• What the exercise asks:
How many lines in the material below contain the word "dune"? Reply with the number alone.

• Data records:
══════
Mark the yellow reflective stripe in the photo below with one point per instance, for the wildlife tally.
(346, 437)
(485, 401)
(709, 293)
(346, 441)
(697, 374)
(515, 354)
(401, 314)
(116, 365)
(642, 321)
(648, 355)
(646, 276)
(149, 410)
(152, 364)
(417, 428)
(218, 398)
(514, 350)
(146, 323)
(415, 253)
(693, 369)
══════
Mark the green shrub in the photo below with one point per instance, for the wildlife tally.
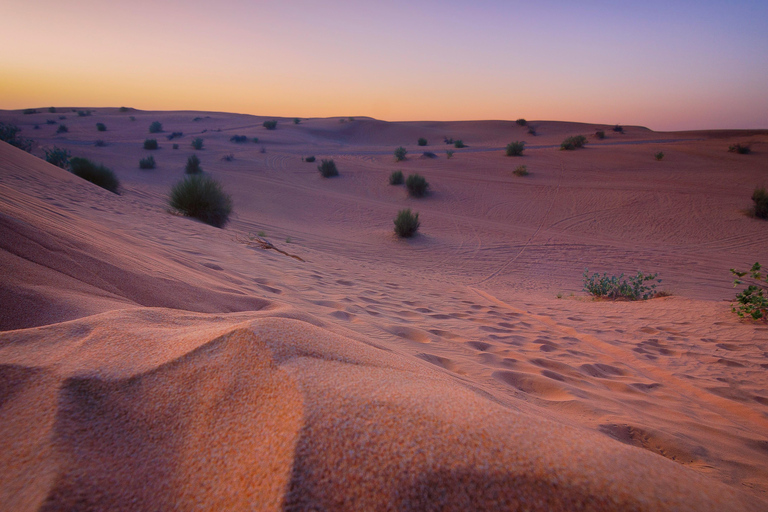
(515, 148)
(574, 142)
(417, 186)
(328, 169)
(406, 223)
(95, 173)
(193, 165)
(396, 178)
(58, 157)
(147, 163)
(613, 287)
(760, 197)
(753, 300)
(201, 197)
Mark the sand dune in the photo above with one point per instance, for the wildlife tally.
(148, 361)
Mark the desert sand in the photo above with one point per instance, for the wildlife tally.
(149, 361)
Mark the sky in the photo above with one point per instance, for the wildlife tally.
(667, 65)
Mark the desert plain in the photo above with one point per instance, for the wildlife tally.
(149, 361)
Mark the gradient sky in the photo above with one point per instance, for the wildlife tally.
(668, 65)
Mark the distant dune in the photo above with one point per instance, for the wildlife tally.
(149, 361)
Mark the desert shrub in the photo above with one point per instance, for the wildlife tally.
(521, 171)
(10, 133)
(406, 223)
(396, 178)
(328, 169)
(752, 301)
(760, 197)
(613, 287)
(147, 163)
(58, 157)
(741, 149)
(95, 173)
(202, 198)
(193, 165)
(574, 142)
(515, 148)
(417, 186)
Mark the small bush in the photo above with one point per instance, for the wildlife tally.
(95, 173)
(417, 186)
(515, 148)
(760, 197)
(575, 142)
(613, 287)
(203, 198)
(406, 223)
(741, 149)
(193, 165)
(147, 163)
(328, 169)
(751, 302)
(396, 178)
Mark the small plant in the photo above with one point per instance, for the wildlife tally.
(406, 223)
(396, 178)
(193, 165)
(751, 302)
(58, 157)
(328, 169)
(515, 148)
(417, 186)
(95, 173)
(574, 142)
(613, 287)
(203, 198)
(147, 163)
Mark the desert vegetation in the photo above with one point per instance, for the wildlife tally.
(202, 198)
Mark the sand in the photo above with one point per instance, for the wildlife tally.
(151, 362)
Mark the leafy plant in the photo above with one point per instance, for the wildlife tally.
══════
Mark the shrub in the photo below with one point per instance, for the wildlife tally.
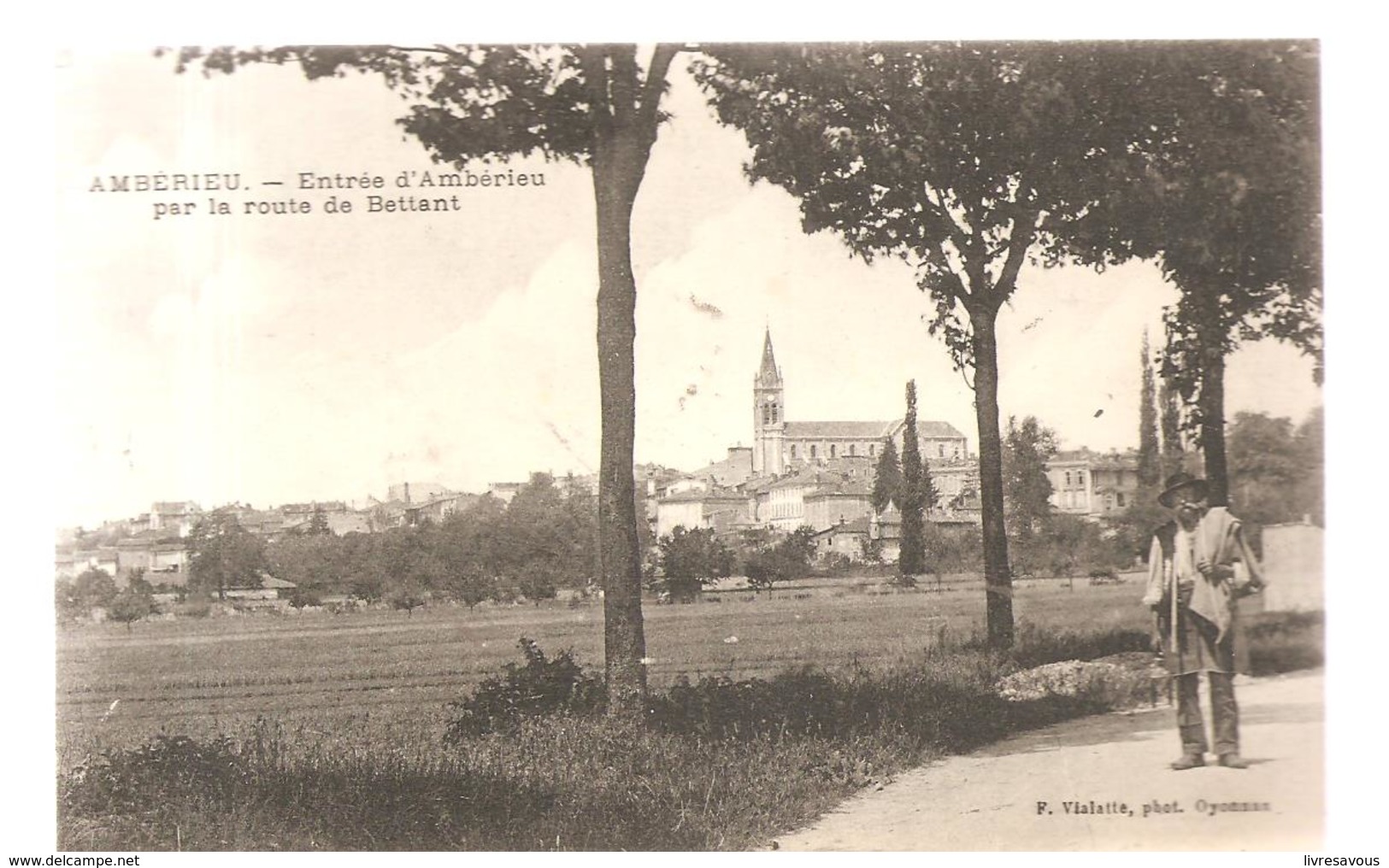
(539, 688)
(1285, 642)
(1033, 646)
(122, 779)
══════
• Output of the task:
2